#### About this exercise:
Only certain lines below are wanted: those starting at the line containing "Accessibility service: describe the location of stadium" and ending at the line containing "Accessibility service: describe the location of black wristband", both included, each retyped exactly.

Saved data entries
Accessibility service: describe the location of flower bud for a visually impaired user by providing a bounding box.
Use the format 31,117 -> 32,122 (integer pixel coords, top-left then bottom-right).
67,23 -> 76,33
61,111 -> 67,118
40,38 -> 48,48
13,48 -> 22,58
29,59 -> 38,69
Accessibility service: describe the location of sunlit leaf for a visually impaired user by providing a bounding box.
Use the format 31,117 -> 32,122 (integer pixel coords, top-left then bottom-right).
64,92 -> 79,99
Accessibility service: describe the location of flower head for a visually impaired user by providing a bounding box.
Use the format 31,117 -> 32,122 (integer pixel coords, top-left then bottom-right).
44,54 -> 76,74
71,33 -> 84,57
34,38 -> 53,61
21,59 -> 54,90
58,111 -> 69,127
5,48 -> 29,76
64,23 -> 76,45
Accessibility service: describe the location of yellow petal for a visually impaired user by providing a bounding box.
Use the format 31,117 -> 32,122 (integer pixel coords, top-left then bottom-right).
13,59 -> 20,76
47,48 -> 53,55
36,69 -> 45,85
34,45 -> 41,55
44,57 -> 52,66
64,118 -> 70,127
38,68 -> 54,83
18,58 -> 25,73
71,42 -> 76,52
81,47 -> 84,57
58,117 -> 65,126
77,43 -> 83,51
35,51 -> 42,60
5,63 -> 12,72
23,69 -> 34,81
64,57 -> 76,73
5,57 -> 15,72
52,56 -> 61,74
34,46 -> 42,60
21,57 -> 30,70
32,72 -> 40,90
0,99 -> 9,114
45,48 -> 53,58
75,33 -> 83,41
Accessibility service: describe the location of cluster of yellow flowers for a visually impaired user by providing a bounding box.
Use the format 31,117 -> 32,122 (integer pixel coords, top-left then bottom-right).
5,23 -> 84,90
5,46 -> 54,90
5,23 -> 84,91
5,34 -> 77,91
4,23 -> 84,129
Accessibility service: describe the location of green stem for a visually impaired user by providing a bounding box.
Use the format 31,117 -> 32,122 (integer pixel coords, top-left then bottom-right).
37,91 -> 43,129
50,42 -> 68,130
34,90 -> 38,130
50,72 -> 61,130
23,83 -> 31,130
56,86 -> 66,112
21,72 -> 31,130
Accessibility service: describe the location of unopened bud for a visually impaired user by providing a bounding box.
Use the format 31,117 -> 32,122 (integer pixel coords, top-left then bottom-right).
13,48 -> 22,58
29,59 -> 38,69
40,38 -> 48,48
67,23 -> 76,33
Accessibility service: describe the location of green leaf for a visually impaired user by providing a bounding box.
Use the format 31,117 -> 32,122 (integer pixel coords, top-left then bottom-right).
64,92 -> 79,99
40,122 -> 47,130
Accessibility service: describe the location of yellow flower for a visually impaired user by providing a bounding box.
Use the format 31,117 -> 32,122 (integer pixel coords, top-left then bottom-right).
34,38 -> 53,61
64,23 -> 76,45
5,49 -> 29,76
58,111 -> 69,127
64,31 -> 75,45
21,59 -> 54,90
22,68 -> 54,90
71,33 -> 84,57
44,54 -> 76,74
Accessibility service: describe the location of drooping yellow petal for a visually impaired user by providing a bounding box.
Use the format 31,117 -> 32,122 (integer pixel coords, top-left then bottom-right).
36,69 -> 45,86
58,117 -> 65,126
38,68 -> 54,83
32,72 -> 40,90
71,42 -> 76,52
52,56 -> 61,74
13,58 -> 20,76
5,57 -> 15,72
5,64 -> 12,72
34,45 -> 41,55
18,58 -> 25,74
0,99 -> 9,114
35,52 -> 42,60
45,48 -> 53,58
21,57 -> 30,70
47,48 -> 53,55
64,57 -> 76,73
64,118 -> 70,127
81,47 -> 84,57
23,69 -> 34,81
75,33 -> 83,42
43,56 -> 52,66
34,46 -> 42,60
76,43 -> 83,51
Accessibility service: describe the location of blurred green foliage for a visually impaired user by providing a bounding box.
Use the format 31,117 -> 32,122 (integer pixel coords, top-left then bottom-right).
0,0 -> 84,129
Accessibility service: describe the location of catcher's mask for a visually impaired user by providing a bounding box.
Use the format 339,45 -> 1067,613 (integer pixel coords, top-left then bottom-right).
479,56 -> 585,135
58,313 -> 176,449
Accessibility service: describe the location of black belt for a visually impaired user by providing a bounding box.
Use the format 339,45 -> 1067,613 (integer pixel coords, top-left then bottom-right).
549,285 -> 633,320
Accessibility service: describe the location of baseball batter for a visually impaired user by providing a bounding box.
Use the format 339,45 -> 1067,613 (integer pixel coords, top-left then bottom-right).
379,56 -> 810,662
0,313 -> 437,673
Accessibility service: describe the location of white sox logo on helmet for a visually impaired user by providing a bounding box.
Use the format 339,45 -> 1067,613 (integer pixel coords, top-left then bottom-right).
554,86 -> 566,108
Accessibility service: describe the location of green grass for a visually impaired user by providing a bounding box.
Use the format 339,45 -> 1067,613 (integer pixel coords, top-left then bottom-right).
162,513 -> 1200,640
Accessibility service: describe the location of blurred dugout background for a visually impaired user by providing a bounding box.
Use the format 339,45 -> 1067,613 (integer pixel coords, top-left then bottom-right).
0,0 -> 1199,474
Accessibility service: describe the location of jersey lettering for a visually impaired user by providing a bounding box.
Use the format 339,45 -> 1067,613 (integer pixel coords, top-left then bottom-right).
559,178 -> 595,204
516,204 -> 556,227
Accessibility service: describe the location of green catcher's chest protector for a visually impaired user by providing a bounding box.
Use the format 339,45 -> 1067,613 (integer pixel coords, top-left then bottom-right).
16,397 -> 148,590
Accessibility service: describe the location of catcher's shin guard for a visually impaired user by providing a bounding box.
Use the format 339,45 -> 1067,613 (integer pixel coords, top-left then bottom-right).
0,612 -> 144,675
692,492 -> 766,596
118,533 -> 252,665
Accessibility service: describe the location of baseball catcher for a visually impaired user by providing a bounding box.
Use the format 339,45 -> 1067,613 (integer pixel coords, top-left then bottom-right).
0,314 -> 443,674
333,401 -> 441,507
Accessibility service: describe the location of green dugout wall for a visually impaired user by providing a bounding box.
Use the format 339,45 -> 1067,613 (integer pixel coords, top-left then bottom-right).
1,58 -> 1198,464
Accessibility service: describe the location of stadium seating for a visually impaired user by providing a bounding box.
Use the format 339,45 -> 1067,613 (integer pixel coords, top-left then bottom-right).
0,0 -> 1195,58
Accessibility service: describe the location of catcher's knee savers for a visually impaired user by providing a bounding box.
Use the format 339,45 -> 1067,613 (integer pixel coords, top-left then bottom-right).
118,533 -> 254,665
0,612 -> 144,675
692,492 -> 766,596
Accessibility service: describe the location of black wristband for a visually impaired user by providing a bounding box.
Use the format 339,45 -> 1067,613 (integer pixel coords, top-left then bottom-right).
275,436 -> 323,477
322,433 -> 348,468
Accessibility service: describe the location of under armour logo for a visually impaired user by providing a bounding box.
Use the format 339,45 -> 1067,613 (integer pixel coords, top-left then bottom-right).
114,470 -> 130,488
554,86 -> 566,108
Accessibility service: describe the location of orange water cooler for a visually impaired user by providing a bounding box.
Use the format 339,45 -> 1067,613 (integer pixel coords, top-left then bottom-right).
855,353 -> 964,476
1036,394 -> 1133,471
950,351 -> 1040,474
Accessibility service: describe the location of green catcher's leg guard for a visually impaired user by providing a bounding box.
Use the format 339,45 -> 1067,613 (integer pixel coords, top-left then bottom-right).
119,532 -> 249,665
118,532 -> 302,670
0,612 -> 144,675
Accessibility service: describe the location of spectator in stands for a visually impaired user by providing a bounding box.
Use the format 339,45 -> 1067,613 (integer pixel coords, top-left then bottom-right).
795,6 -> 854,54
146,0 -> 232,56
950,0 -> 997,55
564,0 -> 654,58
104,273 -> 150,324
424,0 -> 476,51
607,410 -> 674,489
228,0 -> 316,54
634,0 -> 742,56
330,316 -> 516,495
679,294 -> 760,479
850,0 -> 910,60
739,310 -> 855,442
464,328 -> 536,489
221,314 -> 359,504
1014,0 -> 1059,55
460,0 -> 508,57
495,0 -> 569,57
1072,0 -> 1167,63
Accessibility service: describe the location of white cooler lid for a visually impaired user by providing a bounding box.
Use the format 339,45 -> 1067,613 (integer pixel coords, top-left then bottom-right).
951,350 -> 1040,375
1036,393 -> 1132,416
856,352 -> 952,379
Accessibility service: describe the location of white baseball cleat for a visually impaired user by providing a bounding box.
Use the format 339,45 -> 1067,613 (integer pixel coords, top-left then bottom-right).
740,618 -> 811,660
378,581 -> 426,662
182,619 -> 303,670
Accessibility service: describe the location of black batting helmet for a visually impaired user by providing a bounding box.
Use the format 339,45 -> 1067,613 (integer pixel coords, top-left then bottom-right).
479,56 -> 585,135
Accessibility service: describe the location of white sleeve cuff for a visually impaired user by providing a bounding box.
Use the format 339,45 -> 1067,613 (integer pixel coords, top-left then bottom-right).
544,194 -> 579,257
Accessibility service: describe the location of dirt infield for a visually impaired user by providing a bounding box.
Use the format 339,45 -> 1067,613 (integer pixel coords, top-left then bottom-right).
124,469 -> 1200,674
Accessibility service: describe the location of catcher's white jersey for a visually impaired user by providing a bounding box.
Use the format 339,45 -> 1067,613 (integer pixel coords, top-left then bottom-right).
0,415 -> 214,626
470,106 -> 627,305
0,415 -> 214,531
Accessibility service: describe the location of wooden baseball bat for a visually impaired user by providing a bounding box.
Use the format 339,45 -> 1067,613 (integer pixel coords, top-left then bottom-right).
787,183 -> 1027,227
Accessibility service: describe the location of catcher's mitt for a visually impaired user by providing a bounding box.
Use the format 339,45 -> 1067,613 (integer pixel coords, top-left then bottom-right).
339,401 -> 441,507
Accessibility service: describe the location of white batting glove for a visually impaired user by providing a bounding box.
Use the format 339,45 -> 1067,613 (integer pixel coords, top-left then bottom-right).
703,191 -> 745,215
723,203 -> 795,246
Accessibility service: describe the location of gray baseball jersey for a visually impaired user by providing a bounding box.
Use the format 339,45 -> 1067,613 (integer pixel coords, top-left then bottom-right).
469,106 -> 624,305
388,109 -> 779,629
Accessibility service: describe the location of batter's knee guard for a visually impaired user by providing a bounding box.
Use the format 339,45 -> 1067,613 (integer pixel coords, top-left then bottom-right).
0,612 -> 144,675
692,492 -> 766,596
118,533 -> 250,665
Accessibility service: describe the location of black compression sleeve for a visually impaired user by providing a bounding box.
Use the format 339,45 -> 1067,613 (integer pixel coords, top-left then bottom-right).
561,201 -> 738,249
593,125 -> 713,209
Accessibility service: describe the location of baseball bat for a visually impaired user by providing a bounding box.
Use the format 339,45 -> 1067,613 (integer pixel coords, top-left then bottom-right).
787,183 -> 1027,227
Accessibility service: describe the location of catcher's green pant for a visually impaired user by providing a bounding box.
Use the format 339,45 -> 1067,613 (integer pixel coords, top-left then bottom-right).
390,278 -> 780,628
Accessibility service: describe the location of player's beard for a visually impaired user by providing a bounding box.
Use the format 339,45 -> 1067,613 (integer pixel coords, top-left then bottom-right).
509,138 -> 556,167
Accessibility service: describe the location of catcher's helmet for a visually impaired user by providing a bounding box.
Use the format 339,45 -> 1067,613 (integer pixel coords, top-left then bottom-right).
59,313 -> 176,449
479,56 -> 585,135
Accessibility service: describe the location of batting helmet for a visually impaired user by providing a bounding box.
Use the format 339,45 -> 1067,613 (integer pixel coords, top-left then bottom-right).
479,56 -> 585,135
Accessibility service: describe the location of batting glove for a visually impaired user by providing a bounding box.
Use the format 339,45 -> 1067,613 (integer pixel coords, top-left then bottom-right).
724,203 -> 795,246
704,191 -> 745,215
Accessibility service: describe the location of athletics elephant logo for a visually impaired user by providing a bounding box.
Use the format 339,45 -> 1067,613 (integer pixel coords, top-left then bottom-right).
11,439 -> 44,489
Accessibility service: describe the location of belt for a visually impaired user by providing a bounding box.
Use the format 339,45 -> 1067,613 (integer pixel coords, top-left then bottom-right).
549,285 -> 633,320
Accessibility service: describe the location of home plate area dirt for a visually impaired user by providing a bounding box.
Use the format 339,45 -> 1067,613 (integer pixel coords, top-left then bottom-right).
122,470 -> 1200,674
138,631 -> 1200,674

#### Finished exercise:
Accessibility service: describe the location of stadium seating for a visually impaired user by providing a bounding box.
Use the format 339,45 -> 1067,613 (integer pixel coords, top-left then bottom-right).
0,0 -> 1195,58
Accessibility service: describe the location of catcher's knee savers for a visually impaired user by providing a bounding box.
Use the format 339,45 -> 1067,613 (integer pixel coords, top-left then bottom-right).
118,533 -> 254,665
0,612 -> 144,675
692,492 -> 766,596
Accessibility service: describe the location of black wristband for a visually impaired user by providing a bounding box.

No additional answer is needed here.